* _Records for the task_
"""
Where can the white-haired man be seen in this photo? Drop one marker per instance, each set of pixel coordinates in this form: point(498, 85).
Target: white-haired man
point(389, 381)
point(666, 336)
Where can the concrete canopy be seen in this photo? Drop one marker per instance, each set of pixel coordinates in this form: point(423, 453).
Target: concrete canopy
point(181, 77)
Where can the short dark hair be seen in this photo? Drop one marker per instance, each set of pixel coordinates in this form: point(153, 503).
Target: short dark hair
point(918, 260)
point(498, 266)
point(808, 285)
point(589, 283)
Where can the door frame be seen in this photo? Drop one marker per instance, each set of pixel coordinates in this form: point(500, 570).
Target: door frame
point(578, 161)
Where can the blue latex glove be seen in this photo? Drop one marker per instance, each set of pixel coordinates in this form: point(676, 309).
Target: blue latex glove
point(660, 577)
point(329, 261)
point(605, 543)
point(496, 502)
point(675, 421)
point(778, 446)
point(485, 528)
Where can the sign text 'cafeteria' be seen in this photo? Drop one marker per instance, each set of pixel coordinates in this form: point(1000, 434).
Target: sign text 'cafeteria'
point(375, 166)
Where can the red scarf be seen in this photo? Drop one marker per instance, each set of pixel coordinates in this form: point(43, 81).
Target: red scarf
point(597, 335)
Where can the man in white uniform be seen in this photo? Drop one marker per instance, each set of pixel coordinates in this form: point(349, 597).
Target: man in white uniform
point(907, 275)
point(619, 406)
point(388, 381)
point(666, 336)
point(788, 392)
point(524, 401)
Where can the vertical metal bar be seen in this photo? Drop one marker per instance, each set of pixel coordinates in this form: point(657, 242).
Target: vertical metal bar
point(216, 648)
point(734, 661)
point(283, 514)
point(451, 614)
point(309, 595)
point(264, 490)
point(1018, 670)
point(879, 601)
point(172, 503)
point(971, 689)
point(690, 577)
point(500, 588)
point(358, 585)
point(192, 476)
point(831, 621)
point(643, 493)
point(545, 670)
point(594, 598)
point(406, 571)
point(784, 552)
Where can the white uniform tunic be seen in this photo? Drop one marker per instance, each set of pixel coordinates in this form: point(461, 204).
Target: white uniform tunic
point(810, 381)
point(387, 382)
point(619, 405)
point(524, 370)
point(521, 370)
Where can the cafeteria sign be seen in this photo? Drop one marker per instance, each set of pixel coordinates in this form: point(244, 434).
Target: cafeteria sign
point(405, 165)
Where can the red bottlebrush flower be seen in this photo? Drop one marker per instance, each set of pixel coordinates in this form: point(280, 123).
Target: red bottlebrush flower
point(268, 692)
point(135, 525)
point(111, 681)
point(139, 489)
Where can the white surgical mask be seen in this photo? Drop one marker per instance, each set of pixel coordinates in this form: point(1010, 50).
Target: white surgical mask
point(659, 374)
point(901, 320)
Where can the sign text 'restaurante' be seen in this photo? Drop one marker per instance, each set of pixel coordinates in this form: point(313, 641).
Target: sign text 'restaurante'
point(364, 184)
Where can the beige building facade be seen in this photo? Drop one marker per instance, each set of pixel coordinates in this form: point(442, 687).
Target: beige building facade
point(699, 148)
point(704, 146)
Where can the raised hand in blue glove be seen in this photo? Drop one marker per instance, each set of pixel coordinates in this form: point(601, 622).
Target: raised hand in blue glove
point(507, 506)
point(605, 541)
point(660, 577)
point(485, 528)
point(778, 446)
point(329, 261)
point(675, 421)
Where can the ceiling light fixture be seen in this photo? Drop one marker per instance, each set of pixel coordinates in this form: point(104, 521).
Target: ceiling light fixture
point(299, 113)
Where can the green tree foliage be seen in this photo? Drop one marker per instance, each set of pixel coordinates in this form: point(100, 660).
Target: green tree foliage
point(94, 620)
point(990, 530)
"""
* _Action item_
The full set of records must be output again exactly.

* _Exercise response_
Where can the white-haired man be seen in this photo? Drop one marker per instance, each set of pixel coordinates in this form: point(498, 85).
Target: white-haired man
point(389, 381)
point(666, 336)
Where can the concrete canopy be seen in this photo? Drop one marker per instance, each set of pixel coordinates in this form: point(423, 453).
Target: concrete canopy
point(181, 77)
Where can the short dark hair be seen in this photo? Drop one marker per instance, each set of pixel coordinates in this form: point(153, 503).
Target: short dark hair
point(918, 260)
point(498, 266)
point(808, 285)
point(589, 283)
Where can the door frame be seen in this photo? Drop one marker per instance, each set of pixel coordinates in this form: point(500, 570).
Target: door frame
point(578, 161)
Where can the blue latex glove be seen in this photo? Drop one marker per instance, each set of pixel coordinates in this form: point(676, 309).
Target: blue latex glove
point(660, 577)
point(329, 261)
point(605, 543)
point(496, 502)
point(675, 421)
point(778, 446)
point(485, 528)
Where can the sign text 'cafeteria' be seen in this photo? Drop one marker per instance, each set of pixel coordinates in this form: point(1000, 434).
Target: sign text 'cafeteria'
point(375, 166)
Where can the red scarf be seen in this photo? Drop one marker per instance, each set of pixel coordinates in this form: point(43, 81).
Target: red scarf
point(597, 335)
Where can the man in white uniform be seen in this photo? Drop one marker per instance, each set of pixel coordinates in this form: point(349, 597).
Target: man in white uniform
point(907, 275)
point(619, 406)
point(388, 381)
point(666, 336)
point(788, 392)
point(524, 401)
Where can the vertical metal bar be seen in this photo? Drop one marker per instance, each set of pixel coordinates in this form: point(657, 242).
Target: vertical metal bar
point(216, 648)
point(734, 661)
point(283, 514)
point(451, 614)
point(309, 595)
point(264, 490)
point(1018, 670)
point(879, 601)
point(172, 503)
point(971, 689)
point(690, 577)
point(500, 588)
point(358, 585)
point(192, 476)
point(831, 621)
point(643, 493)
point(545, 670)
point(594, 598)
point(406, 571)
point(784, 552)
Where can the white uniform tunic be seen in this photo? Drop one marker per instance, each set of pixel coordinates in this form: point(461, 204).
Target: white uniform tunic
point(810, 381)
point(387, 382)
point(619, 405)
point(524, 370)
point(521, 370)
Where can the cafeteria sign be seen in this photo? Drop one marker per instance, each set of pixel coordinates in this form: point(244, 434).
Target: cafeteria sign
point(405, 165)
Where can the red bottlebrush flower be seen in this photo? Drop one marker per instance, each set of pixel coordinates in this form: point(280, 123).
Target: red bottlebrush flower
point(268, 692)
point(135, 525)
point(111, 681)
point(139, 489)
Where can the white surgical mask be seen in this photo? Drop one marker per instance, each set of pixel coordinates in this form: point(1010, 50).
Target: white surgical mask
point(659, 374)
point(901, 320)
Where can the sign text 'restaurante' be seen in this photo? Drop one marker per instance, each set of pixel coordinates in this form: point(313, 641).
Target: sign text 'restaurante'
point(364, 184)
Where can the beige building facade be seen in this photo? Drop one marker per instance, each set of pixel coordinates in this form: point(442, 687).
Target: beige building facade
point(699, 148)
point(704, 146)
Where can the raised hand in blue glove be seen in this photo? Drop one marker per instance, each set of pixel coordinates in this form: point(601, 622).
Target: raised hand in blue glove
point(507, 506)
point(605, 541)
point(660, 577)
point(485, 528)
point(778, 446)
point(329, 261)
point(675, 421)
Where can the ceiling light fixture be seen in this photo? Drop one marker per instance, each set of pixel coordinates in this form: point(104, 521).
Target: ceiling light fixture
point(299, 113)
Where can the green tree foliage be seen in this photo? Drop one marker per instance, each set of pixel coordinates in this form: point(100, 660).
Target: green tree foliage
point(94, 620)
point(990, 530)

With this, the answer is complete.